Input data →
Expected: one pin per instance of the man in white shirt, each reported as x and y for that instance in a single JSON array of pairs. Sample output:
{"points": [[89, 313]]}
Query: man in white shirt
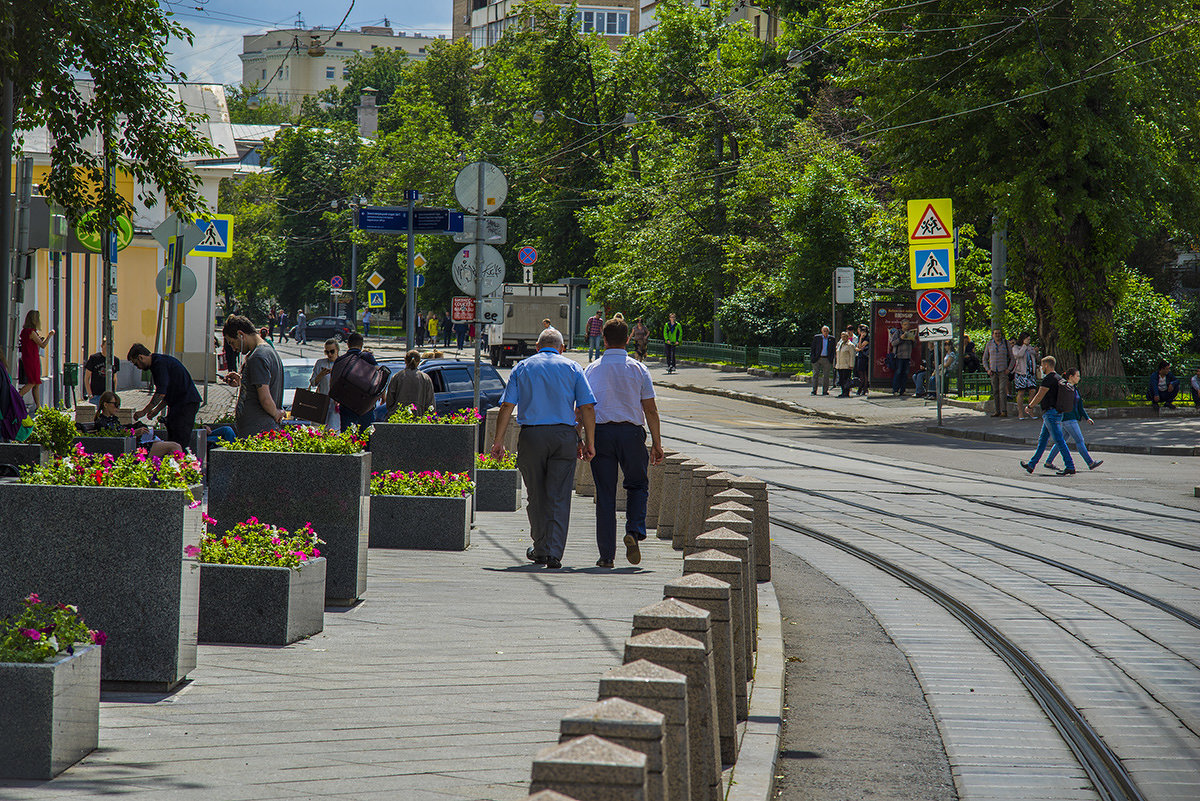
{"points": [[624, 404]]}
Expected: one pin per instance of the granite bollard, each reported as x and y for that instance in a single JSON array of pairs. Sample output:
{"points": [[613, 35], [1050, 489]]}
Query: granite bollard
{"points": [[654, 495], [706, 483], [726, 568], [669, 497], [690, 657], [331, 491], [257, 604], [696, 622], [628, 724], [683, 503], [591, 769], [126, 570], [714, 595], [757, 492], [665, 691], [51, 712], [735, 544]]}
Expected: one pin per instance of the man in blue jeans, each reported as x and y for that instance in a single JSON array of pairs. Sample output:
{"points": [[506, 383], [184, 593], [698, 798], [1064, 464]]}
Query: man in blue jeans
{"points": [[1051, 420], [625, 402]]}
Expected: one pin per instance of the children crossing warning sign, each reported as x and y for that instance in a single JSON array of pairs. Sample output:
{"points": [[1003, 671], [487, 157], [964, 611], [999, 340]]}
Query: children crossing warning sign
{"points": [[930, 267], [930, 221]]}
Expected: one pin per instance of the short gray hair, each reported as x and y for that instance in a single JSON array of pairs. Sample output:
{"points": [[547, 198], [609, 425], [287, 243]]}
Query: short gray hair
{"points": [[550, 337]]}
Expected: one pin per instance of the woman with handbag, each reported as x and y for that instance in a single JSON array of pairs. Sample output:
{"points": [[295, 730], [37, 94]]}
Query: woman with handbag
{"points": [[319, 381]]}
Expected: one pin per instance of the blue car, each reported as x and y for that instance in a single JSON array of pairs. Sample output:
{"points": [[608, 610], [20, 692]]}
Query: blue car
{"points": [[454, 385]]}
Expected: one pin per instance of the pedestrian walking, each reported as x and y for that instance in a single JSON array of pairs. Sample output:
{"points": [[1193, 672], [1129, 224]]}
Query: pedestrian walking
{"points": [[354, 348], [552, 397], [900, 344], [672, 335], [173, 390], [95, 371], [641, 337], [261, 381], [1051, 419], [409, 386], [625, 405], [821, 357], [319, 381], [999, 362], [863, 359], [30, 365], [844, 362], [595, 338], [1071, 421], [1025, 380]]}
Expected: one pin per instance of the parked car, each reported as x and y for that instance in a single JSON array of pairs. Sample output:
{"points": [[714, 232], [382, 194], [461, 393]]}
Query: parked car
{"points": [[327, 327], [454, 385]]}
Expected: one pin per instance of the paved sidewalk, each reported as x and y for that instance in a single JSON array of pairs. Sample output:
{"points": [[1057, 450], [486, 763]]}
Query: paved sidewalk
{"points": [[1168, 435], [443, 684]]}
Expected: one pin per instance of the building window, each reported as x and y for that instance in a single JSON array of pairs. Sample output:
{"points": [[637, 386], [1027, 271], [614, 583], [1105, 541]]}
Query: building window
{"points": [[610, 23]]}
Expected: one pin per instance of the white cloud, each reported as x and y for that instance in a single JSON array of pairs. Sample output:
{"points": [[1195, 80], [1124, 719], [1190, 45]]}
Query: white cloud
{"points": [[213, 55]]}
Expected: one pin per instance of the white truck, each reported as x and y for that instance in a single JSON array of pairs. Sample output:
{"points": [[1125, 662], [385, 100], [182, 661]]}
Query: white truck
{"points": [[525, 307]]}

Description of the task →
Before you print the records, please set aside any pictures and keep everything else exact.

Written answer →
Expected: one pin per instance of the man in white shirt, each reported as x and y for that instance in a single JSON array of pairs. Sample output:
{"points": [[89, 313]]}
Query: man in white shirt
{"points": [[624, 404]]}
Expected: one pin per instance of the granite bollard, each reported as x and y for that instance in a single JSON array of pairs. Sample output:
{"points": [[613, 35], [1050, 489]]}
Query: granite bollard
{"points": [[654, 495], [706, 483], [726, 568], [669, 497], [690, 657], [331, 491], [257, 604], [696, 622], [628, 724], [683, 503], [591, 769], [126, 570], [714, 595], [757, 492], [665, 691], [51, 712], [735, 544]]}
Expected: one pin per instance of the man in blue jeans, each reported as x and y for that instance in a single JSON array of pairs. Sample output:
{"points": [[506, 383], [184, 593], [698, 798], [1064, 464]]}
Query: man in blue jeans
{"points": [[1051, 420], [625, 402]]}
Expected: one pin per instance of the children crossing warning sign, each reported as x and y for that instance in a single JSON array of pairs. Sample output:
{"points": [[1003, 671], [487, 157], [964, 611], [999, 340]]}
Query: children crossing warning sign
{"points": [[930, 267], [930, 221]]}
Expected: one pin per instance of the short gray hair, each reported as x and y for that instance in a single JSON array of pairs. Sample output:
{"points": [[547, 198], [609, 425], [287, 243]]}
Query: short gray hair
{"points": [[550, 337]]}
Expected: one pin per instance of the woman with handbag, each reported as x and y for that instance in a single JSON array of pairs. Sample output:
{"points": [[295, 730], [37, 94]]}
Query: woman with handbag
{"points": [[319, 381]]}
Expected: one pin per instance of the blue car, each reported as x and y for that instance in a single JSON array of pairs. Sample output:
{"points": [[608, 610], [20, 692]]}
Query: blue car
{"points": [[454, 385]]}
Expected: one pin per instance of the pedestrian walking, each reported as x and y for that instance in a single JSON array of pairs. Sample output:
{"points": [[1193, 672], [1129, 224]]}
Query: pedestrian walking
{"points": [[354, 348], [552, 397], [900, 344], [672, 335], [173, 390], [95, 371], [641, 337], [261, 381], [1051, 419], [409, 386], [625, 405], [821, 357], [319, 381], [999, 362], [863, 359], [30, 365], [844, 362], [595, 338], [1071, 421], [1025, 380]]}
Expected: one pin per instance of the parked car, each reported as x and y for that instance in a single JSON array of pairs. Sample output:
{"points": [[714, 232], [382, 194], [461, 393]]}
Query: parked car
{"points": [[327, 327], [454, 385]]}
Expected: one pin per instance of the paved sidewalk, each reported as x and y for that instance in a single JSON array of pairs. Sample output:
{"points": [[1057, 450], [486, 763]]}
Query: paved sidewalk
{"points": [[1168, 435], [443, 684]]}
Expected: one pin per instance of the building window, each reported as x and y for that instance in a single JSON array of pairs. Sample output:
{"points": [[637, 386], [1027, 271], [614, 583], [1105, 541]]}
Query: building window
{"points": [[610, 23]]}
Expected: one pin per instance of the white cloud, each reported as x and y for that instance in a single JSON array of pairs. Sample output:
{"points": [[1195, 80], [1124, 719], [1190, 45]]}
Query: white cloud
{"points": [[213, 55]]}
Expected: one pin per instance of the white truck, each reported as x and y for that instance in a single JSON array of pairs. Sample output:
{"points": [[1125, 662], [385, 100], [182, 661]]}
Query: white truck
{"points": [[525, 307]]}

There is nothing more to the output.